▶ [GIVEN RECORDS]:
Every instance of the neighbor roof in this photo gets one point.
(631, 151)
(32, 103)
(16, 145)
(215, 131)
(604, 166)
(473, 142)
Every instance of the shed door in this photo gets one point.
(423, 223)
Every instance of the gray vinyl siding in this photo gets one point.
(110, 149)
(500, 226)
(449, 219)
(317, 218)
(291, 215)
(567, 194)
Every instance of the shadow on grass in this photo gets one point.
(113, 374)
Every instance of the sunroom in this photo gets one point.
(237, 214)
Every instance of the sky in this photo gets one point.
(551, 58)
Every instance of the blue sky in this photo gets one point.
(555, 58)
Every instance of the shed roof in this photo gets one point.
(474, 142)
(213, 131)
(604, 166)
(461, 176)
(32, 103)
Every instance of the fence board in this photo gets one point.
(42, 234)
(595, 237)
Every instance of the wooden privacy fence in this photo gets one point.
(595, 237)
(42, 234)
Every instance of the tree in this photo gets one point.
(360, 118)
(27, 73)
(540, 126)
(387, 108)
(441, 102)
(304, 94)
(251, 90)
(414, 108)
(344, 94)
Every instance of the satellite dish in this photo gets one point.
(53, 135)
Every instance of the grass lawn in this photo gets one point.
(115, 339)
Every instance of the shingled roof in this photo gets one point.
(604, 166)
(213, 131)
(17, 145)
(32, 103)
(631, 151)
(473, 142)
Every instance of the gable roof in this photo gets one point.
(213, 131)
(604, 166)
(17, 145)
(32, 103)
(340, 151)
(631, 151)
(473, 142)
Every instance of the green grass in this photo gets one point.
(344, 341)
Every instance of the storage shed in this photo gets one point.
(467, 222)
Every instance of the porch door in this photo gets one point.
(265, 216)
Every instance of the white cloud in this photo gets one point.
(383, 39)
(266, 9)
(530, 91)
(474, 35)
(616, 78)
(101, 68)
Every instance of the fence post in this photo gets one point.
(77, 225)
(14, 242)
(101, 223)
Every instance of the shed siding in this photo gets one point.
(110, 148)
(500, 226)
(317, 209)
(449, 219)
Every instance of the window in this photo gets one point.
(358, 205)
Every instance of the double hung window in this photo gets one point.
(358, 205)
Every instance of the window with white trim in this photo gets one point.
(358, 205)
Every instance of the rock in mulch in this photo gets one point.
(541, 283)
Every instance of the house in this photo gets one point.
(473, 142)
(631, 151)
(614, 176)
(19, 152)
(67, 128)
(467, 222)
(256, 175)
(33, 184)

▶ [YOUR ASSIGNMENT]: The full listing needs to be transcribed exactly.

▶ [SOLUTION BELOW]:
Every instance of the neighbor roof in this photo gets one point.
(631, 151)
(32, 103)
(16, 145)
(215, 131)
(604, 166)
(473, 142)
Every instance of the shed door in this photo gets one point.
(423, 223)
Every instance of the gray vinyl siding in this photo gets one point.
(110, 149)
(500, 226)
(449, 219)
(317, 218)
(291, 215)
(567, 194)
Every instance of the shadow on grass in this photo gets one point.
(113, 374)
Every instance of the sunroom in this photo gets one point.
(237, 214)
Every instance of the sky in this photo gets one point.
(551, 58)
Every instance of the blue sky in this photo gets one point.
(555, 58)
Every instance of the shed roof in this photo gets one point.
(474, 142)
(213, 131)
(604, 166)
(461, 176)
(32, 103)
Every instance of the fence board in this photo gets one point.
(42, 234)
(595, 237)
Every instance of the wooden privacy fence in this photo gets one point.
(595, 237)
(42, 234)
Every instance of the tree in this photo gets one point.
(360, 118)
(27, 73)
(540, 126)
(387, 108)
(441, 102)
(304, 94)
(251, 90)
(414, 108)
(344, 94)
Every instance of the satellite dish in this photo gets one point.
(53, 135)
Every instance of the grass lawn in this photo gets one point.
(115, 339)
Every instance of the shingled roof in this photo gets one point.
(604, 166)
(213, 131)
(17, 145)
(32, 103)
(631, 151)
(473, 142)
Every instance of the gable roof in this photo gets one point.
(213, 131)
(604, 166)
(17, 145)
(32, 103)
(340, 151)
(631, 151)
(473, 142)
Every instance of the green grass in this photo gets one point.
(344, 341)
Every instance of the storage shed in this photo gets one point.
(467, 222)
Every instance of the porch door in this photo gets one point.
(265, 216)
Every instance of the white cloud in this photo gets one point.
(383, 39)
(266, 9)
(530, 91)
(474, 35)
(616, 78)
(101, 68)
Every instance of the fence post in this photo gets one point.
(77, 225)
(14, 242)
(101, 223)
Every instance of the shed siding in this photo gets one point.
(110, 148)
(500, 226)
(317, 209)
(449, 219)
Every instance of the window in this photo gets one point.
(358, 205)
Every instance of the double hung window in this photo gets one point.
(358, 205)
Every instance of the window with white trim in this photo gets one point.
(358, 205)
Every instance of the rock in mulch in this photo gets one point.
(541, 283)
Every instance of the house in this photo gets one point.
(473, 142)
(631, 151)
(614, 176)
(19, 152)
(67, 128)
(467, 222)
(256, 175)
(33, 184)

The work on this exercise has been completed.